▶ [Given task 1]: In one to three sentences, explain why the blind source separation passage has the procedure run at intervals to set coefficients that are then downloaded to a real-time filter.
▶ [Given task 2]: Retype the blind source separation passage between "In one preferred" and "of demixing matrices.", inclusive.
▶ [Given task 3]: Extend the passage on blind source separation, starting right after its final sentence.

▶ [Reading text]:
◇ ◇ ◇ ◇ ◇

In one preferred approach the system or a user may select a target direction for a target source to be selected. Then the procedure may identify the source which best matches this selected direction. This may be performed by, for example, selecting the source with the highest phase correlation between the microphone array phase response from the selected direction and the corresponding portion (row) of the set of demixing matrices.
The skilled person will appreciate that embodiments of the procedure directly produce source estimates (Y) or a selected source estimate (Y(k)), albeit in the time-frequency domain. Such a source estimate may be used in the time-frequency domain or may be converted back to the time domain. Alternatively, however, the demixing matrices W may be converted from the time-frequency domain to the time domain, for example using an inverse Fourier transform, to determine a time domain demixing filter.
The calculations to implement the above described blind source separation technique can be relatively time consuming (for example taking around 1 second on a current laptop), but it is desirable for embodiments of the method, in particular when used as a hearing aid, to be able to operate in substantially real time. To achieve this the procedure may be operated at intervals on sections of captured acoustic data to establish coefficients for a demixing filter, that is to determine the demixing matrices Wf. These coefficients may then be downloaded at intervals to a configurable filter operating in real time, in the time domain, on the acoustic data from the acoustic sensors.
In a related aspect, therefore, the invention provides apparatus to improve audibility of an audio signal by blind source separation, the apparatus comprising: a set of microphones to receive signals from a plurality of audio sources disposed around the microphones; and an audio signal processor coupled to said microphones, and configured to providing a demixed audio signal output; the audio signal processor comprising: at least one analog-to-digital converter to digitise signals from said microphone to provide digital time-domain signals; a time-to-frequency domain converter to convert said digital time domain signals to the time-frequency domain; a blind source separation module, to perform audio signal demixing in said time-frequency domain to determine a demixing matrix for at least one of said audio sources; and a digital filter to filter said digital time-domain signals in the time domain in accordance with filter coefficients determined by said demixing matrix, wherein said filter coefficients are determined asynchronously in said time-frequency domain; and wherein said audio signal processor is further configured to process said demixing matrix to select one or more said audio sources responsive to a phase correlation determined from said demixing matrix.
In embodiments the apparatus may be configured to resolve a scaling ambiguity in the demixing matrix as previously described and/or to reduce dimensionality of the input audio signal prior to demixing. Preferably the blind source separation module is configured to perform joint ICA and NMF processing to implement the audio signal demixing.
A demixed audio signal output, typically from an automatically or manually selected source, may be output and/or used in many ways according to the application. For example where the system is used as a listening aid the audio output may be provided to headphones, earbuds or the like, or to a conventional hearing aid. Alternatively the audio output may be provided to other electronic apparatus such as a video conferencing system or fixed line or mobile phone (for example, with an in-vehicle communications system).

◇ ◇ ◇ ◇ ◇

▶ [Dataset entries]:

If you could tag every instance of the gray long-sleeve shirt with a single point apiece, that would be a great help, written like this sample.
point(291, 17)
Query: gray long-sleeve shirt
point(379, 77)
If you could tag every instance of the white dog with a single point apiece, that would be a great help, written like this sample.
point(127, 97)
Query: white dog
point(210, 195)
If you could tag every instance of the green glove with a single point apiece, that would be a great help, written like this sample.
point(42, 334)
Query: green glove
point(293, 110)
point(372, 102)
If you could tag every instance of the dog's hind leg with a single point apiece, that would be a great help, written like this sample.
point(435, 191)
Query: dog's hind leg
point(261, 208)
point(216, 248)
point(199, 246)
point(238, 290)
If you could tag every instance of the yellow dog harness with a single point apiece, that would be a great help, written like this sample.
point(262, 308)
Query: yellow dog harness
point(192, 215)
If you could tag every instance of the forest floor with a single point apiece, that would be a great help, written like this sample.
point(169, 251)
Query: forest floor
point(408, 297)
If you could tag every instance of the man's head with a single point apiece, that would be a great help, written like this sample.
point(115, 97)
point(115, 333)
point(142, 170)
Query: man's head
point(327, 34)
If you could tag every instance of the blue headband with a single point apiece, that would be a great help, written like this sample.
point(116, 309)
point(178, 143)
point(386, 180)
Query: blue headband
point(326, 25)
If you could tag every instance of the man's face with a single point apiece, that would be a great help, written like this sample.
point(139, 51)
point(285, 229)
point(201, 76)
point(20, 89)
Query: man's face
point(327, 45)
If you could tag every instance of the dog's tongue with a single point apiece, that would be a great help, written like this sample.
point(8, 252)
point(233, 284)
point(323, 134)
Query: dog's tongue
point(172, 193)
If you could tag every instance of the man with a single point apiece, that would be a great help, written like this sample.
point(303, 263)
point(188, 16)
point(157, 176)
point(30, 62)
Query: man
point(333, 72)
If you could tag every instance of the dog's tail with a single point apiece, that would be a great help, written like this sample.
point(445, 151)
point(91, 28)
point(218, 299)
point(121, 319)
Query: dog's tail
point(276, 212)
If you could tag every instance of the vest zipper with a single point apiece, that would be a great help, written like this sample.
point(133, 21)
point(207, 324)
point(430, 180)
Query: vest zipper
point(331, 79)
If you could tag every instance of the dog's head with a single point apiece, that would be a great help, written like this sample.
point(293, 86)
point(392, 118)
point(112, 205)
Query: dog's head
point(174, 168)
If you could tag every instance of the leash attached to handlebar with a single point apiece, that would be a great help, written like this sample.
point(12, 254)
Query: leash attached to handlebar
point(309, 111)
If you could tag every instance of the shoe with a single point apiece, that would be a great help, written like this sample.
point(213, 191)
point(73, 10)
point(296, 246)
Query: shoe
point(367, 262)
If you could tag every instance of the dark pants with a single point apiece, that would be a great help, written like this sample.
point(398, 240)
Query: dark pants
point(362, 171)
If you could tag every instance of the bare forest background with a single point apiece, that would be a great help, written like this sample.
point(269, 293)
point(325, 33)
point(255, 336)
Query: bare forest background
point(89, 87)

◇ ◇ ◇ ◇ ◇

▶ [Exercise response 1]: The blind source separation calculations can take a relatively long time, around 1 second on a current laptop. Embodiments, particularly hearing aids, should operate in substantially real time. Running the procedure at intervals to determine the demixing matrices, and downloading those coefficients to a configurable filter that works in real time in the time domain, makes that possible.

▶ [Exercise response 2]:
In one preferred approach the system or a user may select a target direction for a target source to be selected. Then the procedure may identify the source which best matches this selected direction. This may be performed by, for example, selecting the source with the highest phase correlation between the microphone array phase response from the selected direction and the corresponding portion (row) of the set of demixing matrices.

▶ [Exercise response 3]:
The skilled person will appreciate that in the above described apparatus the audio signal processor may be implemented in hardware, firmware, software or a combination of these; on a dedicated digital signal processor, or on a general purpose computing system such as a laptop, tablet, smartphone or the like. Similarly the blind source separation module may comprise hardware (dedicated electronic circuitry), firmware/software, or a combination of the two.
In a further aspect the invention provides a method of blind source separation, the method comprising: processing an observation matrix Xf representing observations of signals at a plurality of frequencies f from a plurality of acoustic sources using a demixing matrix Wf for each of said frequencies to determine an estimate of demixed signals from said acoustic sources Yf for each of said frequencies, the processing comprising iteratively updating Yf from Xf Wf; wherein said processing is performed based on a probability distribution p(Ytkf; σtkf) for Y dependent upon
where t indexes time intervals and k indexes said acoustic sources or acoustic sensors sensing said acoustic sources; and wherein σtkf are variances inferred from a non-negative matrix factorisation (NMF) model where
where l indexes non-negative components of said NMF model, U and V are latent variables of said NMF model, and λ is a parameter greater than zero.
As previously described, in broad terms the NMF model imposes structure on the variances, noting that σk is an approximation of the spectrogram of source k across frequencies, in particular because the dictionaries and activations defined by the latent variables U, V form a sparse representation of the data. In broad terms the NMF model (or potentially some other model) represents the spectrogram of source k as the time varying sum of a set of dictionary components. The ICA model expresses the probability of the source estimates given the variances imposed by the NMF model.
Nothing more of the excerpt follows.